Task to complete
What is needed is a word-for-word copy of the lines below from the one with "Target = sheer cliff face" through the one with "Target = shadow on cliff", both included, with every picture left out.

Raw data
/---

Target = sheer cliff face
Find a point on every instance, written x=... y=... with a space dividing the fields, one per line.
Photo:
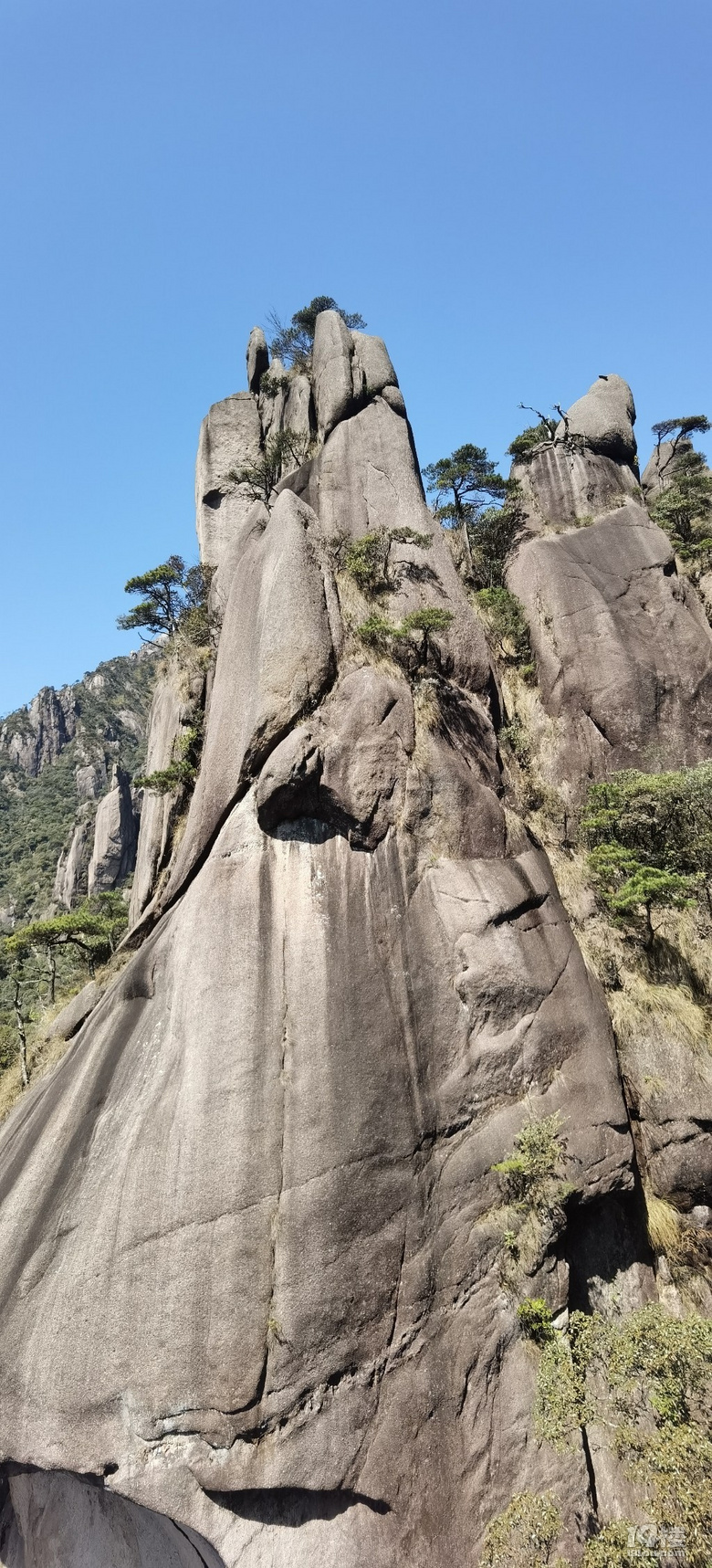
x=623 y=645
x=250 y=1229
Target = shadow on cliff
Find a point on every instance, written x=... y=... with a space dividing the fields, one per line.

\---
/---

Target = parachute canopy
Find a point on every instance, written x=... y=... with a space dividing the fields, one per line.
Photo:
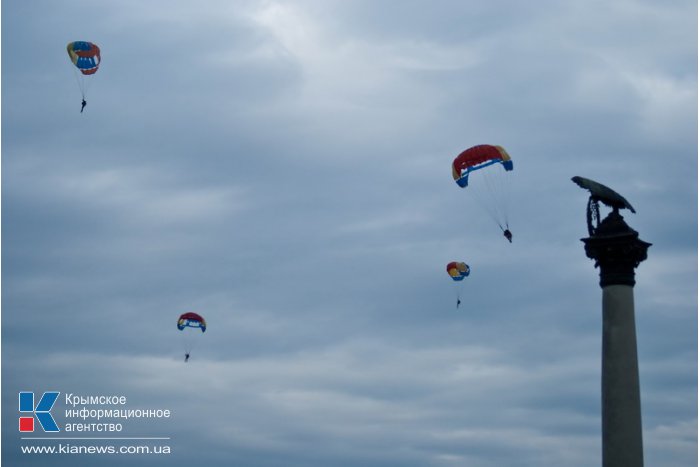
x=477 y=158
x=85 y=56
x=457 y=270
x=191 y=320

\---
/---

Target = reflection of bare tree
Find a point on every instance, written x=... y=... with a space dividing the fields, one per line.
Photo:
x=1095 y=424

\---

Response to the exercise
Target = sheer cliff face
Find a point on every instance, written x=... y=... with a space dividing the fields, one per line.
Photo:
x=623 y=645
x=250 y=1229
Target = shadow on cliff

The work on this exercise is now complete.